• _Tarefas_
(a) Pode redigitar a passagem do texto sobre o samba que vai de "Para se ter" a "etc etc etc.", incluindo esses dois pontos?
(b) Como ficaria, de forma mais curta e mantendo os fatos principais, o parágrafo do texto sobre o samba que começa com "Para se ter uma ideia da riqueza musical"?
(c) Continue o texto sobre o samba a partir do ponto em que ele termina.

++++ Trecho selecionado

10 canções obrigatórias para entender o samba

 

O sambista Nelson Sargento

Para se ter uma ideia da riqueza musical do samba, basta dizer que a bossa nova, internacionalmente conhecida por misturar nele ingredientes do jazz, é apenas um dos mais de 30 subgêneros que essa espécie de gênero-ônibus comporta em harmonia ou (muitas vezes) em fusão.

Anote aí: samba batido; samba corrido; samba de roça ou rural; samba raiado; samba de roda; samba de terreiro ou de quadra; samba de partido alto; samba-canção; samba sincopado; samba de gafieira; samba de enredo; samba exaltação; samba de breque; samba-coco; samba-joia; sambalanço; samba-rock etc etc etc.

É a partir dessa variedade que um compositor como Padeirinho, de Mangueira, pôde afirmar que “até um inocente sabe o que é sambar”.

Abaixo, uma lista, em ordem cronológica de gravação, com 10 canções para entender o samba – entre os quais um de Nelson Sargento, que, ao lado de Agenor de Oliveira, se apresenta na Caixa Cultural São Paulo (pça. da Sé, 111, SP) nesta sexta (às 19h), no sábado (18h) e no domingo (18h), com entrada gratuita.

++++++++
++++ Material extraído

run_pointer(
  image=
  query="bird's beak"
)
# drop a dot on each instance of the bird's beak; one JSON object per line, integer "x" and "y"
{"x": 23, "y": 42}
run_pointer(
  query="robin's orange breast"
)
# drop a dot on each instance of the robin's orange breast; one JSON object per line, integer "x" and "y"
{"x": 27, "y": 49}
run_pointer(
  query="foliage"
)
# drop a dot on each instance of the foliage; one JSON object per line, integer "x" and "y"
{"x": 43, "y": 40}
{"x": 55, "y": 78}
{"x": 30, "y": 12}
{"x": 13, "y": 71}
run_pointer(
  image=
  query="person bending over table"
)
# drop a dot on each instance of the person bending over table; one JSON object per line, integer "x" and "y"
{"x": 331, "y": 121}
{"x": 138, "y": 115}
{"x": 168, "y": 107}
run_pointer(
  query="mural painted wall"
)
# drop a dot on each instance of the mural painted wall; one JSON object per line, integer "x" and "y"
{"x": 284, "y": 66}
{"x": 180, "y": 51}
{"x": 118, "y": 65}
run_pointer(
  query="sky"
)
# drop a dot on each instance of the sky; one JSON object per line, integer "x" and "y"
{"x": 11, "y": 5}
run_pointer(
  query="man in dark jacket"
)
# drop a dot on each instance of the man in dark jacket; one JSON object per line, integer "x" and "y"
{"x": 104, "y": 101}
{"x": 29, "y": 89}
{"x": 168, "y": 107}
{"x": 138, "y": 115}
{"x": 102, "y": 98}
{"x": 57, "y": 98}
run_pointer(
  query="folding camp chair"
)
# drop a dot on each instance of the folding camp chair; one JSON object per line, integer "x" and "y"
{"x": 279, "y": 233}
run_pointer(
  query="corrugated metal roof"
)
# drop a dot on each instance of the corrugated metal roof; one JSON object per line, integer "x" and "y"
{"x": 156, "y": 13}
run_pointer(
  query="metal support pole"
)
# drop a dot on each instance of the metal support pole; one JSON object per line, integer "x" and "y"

++++++++

• _Respostas_
(a)
Para se ter uma ideia da riqueza musical do samba, basta dizer que a bossa nova, internacionalmente conhecida por misturar nele ingredientes do jazz, é apenas um dos mais de 30 subgêneros que essa espécie de gênero-ônibus comporta em harmonia ou (muitas vezes) em fusão.

Anote aí: samba batido; samba corrido; samba de roça ou rural; samba raiado; samba de roda; samba de terreiro ou de quadra; samba de partido alto; samba-canção; samba sincopado; samba de gafieira; samba de enredo; samba exaltação; samba de breque; samba-coco; samba-joia; sambalanço; samba-rock etc etc etc.

(b) A bossa nova, famosa internacionalmente por mesclar o samba com elementos do jazz, é só um dos mais de 30 subgêneros abrigados pelo samba, em harmonia ou, muitas vezes, em fusão.

(c)
“Pelo Telefone” (1917), de Donga e Mauro de Almeida
Primeira composição a ser registrada como samba, é desde então objeto de controvérsia – para muitos pesquisadores nem samba é, e sim um maxixe disfarçado –, o que de certa maneira lhe confere um charme especial. O mais provável é que tenha surgido numa roda de batuque, com diversos participantes improvisando versos e melodias. Teriam participado dessa reunião, na famosa casa da baiana Tia Ciata, na região da antiga Praça Onze, sambistas como Germano Lopes da Silva, Hilário Jovino Ferreira, João da Mata, Sinhô, entre outros que aprontavam na chamada Pequena África carioca no início do século 20. O jornalista Mauro de Almeida, o popular Peru dos Pés Frios, que assina a composição com Donga, admitiu ter sido apenas o “arreglador” dos versos.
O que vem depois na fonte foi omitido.